- Aim of the exercise:
Write out an exact copy of the line containing "Exercise. Point to the background" and all lines that follow it in the data below, leaving out pictures.

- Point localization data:
***

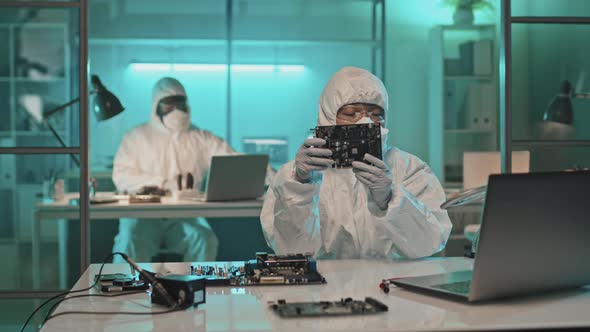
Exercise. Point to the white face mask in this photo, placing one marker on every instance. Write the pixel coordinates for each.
(384, 132)
(176, 120)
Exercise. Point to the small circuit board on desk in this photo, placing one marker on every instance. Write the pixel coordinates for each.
(350, 143)
(266, 269)
(344, 307)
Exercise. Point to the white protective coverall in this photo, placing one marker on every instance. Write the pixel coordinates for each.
(334, 216)
(153, 155)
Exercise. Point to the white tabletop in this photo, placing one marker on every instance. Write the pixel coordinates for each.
(246, 309)
(168, 208)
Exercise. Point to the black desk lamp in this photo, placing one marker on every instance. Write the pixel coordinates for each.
(105, 106)
(559, 110)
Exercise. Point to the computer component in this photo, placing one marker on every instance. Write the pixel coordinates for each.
(266, 269)
(533, 238)
(120, 282)
(185, 290)
(351, 142)
(138, 199)
(344, 307)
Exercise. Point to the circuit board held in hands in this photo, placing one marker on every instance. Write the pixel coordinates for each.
(351, 142)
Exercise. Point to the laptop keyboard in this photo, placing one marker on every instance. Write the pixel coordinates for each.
(461, 287)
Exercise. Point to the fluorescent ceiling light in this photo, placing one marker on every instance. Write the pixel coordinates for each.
(151, 66)
(202, 67)
(198, 67)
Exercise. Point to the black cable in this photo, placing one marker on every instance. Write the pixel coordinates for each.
(86, 295)
(69, 292)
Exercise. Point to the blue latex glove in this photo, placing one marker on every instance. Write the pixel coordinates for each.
(378, 178)
(310, 158)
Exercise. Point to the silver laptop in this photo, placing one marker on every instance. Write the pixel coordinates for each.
(236, 177)
(534, 238)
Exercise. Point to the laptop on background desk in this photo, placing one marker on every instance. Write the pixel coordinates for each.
(236, 177)
(534, 238)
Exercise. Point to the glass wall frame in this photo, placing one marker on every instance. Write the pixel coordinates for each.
(75, 146)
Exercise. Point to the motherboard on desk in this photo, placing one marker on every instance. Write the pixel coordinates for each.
(350, 143)
(266, 269)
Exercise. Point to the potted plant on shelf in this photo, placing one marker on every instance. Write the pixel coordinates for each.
(464, 9)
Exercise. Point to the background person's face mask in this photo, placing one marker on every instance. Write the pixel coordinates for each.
(384, 132)
(177, 120)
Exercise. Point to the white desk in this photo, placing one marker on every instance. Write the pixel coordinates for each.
(246, 309)
(167, 209)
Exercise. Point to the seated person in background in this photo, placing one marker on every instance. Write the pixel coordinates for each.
(155, 154)
(388, 210)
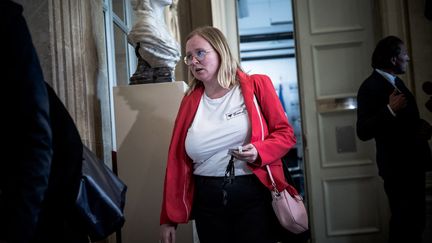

***

- Completed exercise:
Exercise. Point to the background person's face mask in this photo, placing one marker on every instance. Write the pixel coordinates for each.
(384, 132)
(177, 120)
Exercise. Point to the white desk in this photo, placing one marker on every instance. Write the pixel coordinates for each.
(246, 309)
(167, 209)
Exercise. Point to the seated person in background in this photo, placing one marker on every instance. Write the pixel coordinates for each.
(155, 154)
(388, 210)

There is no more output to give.